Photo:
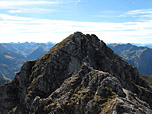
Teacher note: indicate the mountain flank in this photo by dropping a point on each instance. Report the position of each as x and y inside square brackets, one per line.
[13, 56]
[78, 75]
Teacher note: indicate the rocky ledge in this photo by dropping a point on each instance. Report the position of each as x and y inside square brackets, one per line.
[79, 75]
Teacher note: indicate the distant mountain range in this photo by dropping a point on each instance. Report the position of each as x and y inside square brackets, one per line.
[79, 75]
[13, 55]
[140, 57]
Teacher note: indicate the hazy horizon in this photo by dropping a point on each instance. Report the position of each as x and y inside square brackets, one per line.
[39, 21]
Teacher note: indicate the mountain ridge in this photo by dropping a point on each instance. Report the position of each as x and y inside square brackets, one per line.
[139, 57]
[78, 75]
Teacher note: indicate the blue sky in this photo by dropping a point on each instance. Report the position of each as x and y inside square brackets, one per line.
[113, 21]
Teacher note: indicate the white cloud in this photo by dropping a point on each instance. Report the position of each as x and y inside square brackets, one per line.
[137, 12]
[42, 30]
[9, 17]
[23, 3]
[31, 10]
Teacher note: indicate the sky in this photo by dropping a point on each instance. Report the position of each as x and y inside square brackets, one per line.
[113, 21]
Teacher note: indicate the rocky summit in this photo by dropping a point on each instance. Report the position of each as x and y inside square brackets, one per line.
[79, 75]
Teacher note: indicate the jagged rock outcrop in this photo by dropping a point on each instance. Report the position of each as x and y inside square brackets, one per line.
[79, 75]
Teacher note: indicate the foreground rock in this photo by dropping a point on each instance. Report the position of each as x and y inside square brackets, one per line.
[79, 75]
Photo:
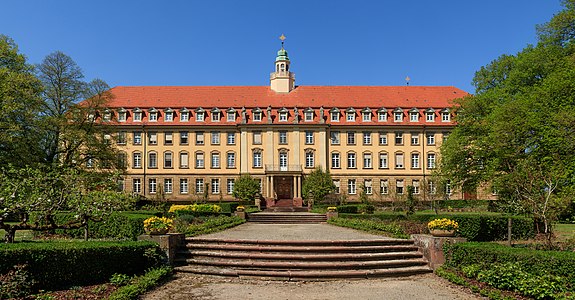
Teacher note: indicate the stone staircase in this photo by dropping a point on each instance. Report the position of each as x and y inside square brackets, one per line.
[301, 259]
[286, 217]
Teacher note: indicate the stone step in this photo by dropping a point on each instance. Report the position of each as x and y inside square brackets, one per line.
[306, 274]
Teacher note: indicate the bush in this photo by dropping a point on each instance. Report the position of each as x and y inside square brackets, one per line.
[142, 284]
[62, 264]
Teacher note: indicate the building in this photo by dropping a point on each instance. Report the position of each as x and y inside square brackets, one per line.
[182, 141]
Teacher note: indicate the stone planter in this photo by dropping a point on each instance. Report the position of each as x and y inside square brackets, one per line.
[442, 232]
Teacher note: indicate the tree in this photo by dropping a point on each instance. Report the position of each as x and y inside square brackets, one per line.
[246, 188]
[317, 185]
[517, 132]
[20, 104]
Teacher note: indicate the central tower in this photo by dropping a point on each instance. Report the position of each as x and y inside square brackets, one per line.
[282, 80]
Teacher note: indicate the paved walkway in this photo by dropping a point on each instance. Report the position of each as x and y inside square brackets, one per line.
[189, 286]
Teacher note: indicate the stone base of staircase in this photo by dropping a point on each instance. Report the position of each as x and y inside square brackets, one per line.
[302, 259]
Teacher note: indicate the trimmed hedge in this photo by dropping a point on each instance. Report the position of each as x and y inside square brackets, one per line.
[474, 227]
[63, 264]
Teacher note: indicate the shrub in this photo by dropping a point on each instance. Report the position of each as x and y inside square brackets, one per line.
[61, 264]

---

== What the task requires ==
Please rescale the lines from the one containing "Teacher note: indicate the trimmed" up to and including the last line of the records, and give only those lines, requests included. Multiply each point coordinate by 1.7 and round it to a whole number, rounding halves up.

== Written answer ==
Teacher note: indicate the trimmed hedge in this photo by dropping a point on each instance. Report the position of each as x and y inside square brackets, one per line.
[806, 386]
[107, 449]
Teacher note: indicate the shrub in this photo by dropping a point on each instance. Report the position of each as x and y inside square brackets, one per line.
[104, 449]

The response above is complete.